## [PROBLEM TO WORK ON]
Which lines of the data contain the word "hairy"? Pick out each such line and copy it, treating uppercase and lowercase as different.

----

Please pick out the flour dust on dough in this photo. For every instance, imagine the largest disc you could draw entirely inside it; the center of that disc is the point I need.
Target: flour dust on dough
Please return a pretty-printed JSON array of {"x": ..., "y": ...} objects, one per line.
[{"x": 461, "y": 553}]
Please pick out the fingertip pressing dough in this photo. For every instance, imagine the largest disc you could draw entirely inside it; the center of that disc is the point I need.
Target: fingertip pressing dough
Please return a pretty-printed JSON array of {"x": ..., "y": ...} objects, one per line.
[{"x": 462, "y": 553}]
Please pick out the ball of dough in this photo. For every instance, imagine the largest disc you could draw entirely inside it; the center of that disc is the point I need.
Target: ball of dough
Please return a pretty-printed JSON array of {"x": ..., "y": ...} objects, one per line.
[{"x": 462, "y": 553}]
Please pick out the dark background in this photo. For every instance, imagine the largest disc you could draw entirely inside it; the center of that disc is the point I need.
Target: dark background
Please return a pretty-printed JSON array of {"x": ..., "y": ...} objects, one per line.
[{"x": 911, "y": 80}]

----

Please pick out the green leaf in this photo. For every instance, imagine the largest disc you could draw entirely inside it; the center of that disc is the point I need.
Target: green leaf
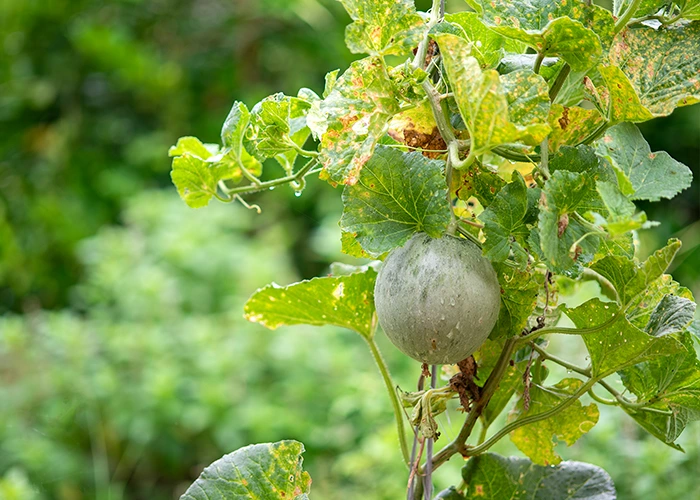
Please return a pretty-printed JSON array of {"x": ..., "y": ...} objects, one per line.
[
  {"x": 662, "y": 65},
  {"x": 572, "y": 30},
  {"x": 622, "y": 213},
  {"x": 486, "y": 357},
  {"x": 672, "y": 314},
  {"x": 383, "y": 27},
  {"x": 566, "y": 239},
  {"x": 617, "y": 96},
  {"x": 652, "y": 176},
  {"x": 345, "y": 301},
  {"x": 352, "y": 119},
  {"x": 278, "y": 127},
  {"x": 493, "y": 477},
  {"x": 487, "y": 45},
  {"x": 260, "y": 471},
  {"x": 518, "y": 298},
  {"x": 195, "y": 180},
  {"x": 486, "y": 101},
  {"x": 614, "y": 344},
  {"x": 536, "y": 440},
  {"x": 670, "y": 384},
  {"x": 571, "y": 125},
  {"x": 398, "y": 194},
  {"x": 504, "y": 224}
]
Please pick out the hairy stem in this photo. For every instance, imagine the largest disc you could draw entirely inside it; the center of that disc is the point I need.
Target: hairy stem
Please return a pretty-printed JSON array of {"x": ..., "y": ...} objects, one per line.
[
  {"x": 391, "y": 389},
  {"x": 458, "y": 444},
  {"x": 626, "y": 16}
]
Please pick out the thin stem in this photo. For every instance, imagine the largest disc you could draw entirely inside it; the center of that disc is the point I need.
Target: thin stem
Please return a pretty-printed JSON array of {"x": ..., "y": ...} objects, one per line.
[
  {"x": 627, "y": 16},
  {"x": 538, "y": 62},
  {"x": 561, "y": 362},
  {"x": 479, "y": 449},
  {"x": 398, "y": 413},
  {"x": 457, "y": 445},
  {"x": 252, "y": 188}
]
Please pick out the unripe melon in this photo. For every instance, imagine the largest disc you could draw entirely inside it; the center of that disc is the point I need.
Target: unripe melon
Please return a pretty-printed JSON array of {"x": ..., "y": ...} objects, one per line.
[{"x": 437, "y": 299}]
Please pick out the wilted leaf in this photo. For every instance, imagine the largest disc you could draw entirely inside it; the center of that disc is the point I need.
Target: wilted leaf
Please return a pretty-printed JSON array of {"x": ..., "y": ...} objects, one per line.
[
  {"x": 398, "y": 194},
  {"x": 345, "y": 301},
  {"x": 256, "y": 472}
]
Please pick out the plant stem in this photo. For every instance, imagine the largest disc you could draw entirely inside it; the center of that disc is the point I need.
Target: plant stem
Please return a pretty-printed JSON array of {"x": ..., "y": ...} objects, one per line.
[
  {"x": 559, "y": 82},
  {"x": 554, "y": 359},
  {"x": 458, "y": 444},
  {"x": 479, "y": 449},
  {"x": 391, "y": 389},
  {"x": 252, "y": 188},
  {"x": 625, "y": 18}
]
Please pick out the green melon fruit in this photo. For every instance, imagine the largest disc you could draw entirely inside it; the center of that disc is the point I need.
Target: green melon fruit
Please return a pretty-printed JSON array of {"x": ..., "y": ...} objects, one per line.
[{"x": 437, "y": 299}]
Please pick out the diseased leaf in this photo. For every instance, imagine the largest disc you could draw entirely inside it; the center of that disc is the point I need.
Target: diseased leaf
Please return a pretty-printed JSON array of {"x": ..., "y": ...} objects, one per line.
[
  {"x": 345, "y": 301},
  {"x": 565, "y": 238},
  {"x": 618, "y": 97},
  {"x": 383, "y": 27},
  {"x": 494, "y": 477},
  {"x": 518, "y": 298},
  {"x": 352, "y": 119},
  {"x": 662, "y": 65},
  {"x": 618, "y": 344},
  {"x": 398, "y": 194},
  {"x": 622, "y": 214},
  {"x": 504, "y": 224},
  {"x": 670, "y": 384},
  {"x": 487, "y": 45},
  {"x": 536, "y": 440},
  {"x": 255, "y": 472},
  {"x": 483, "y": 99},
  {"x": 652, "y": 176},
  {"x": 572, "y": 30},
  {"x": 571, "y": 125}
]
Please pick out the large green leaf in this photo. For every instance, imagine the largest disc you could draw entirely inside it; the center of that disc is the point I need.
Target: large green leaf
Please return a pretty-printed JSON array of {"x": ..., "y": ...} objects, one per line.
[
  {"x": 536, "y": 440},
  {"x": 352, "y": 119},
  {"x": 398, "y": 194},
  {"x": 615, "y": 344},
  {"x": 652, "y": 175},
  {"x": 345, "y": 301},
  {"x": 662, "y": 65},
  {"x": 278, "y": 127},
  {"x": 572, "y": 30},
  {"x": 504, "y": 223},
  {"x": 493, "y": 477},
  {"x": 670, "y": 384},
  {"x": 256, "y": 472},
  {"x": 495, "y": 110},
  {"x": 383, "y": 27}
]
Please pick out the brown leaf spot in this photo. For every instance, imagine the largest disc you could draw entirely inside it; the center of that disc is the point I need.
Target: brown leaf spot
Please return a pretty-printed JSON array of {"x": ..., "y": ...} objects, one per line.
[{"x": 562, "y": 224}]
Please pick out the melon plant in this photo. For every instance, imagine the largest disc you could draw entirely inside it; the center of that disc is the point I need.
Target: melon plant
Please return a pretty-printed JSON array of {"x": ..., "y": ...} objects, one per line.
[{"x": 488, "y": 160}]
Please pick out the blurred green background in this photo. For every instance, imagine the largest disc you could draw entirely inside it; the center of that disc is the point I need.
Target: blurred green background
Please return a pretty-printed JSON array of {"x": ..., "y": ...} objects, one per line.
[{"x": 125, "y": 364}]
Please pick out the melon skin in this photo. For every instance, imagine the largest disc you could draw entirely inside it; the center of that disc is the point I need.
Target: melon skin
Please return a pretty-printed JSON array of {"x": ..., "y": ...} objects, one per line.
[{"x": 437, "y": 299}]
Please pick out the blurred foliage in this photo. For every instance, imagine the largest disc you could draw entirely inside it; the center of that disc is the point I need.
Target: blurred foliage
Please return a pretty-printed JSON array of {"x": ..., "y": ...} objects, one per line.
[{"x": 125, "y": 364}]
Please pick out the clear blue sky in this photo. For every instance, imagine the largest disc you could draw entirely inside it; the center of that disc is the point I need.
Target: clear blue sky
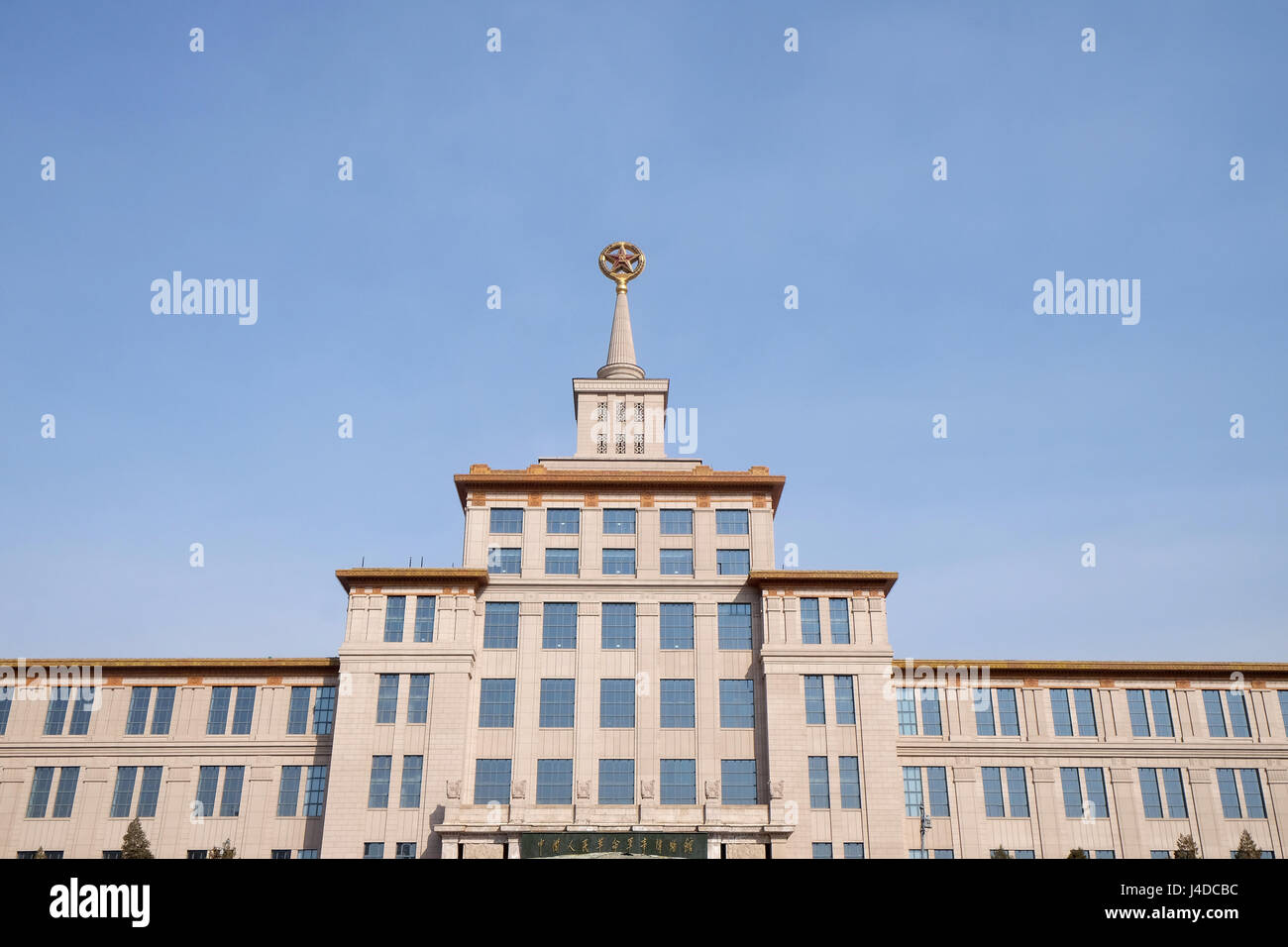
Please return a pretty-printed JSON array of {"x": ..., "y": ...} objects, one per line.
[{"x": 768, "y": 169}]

----

## [THE COMPLETED TASK]
Please pick out the hairy stem in this photo. For every instance, imagine the largest disc you could draw entirely inside it; the center of that disc is the point I need.
Target: hairy stem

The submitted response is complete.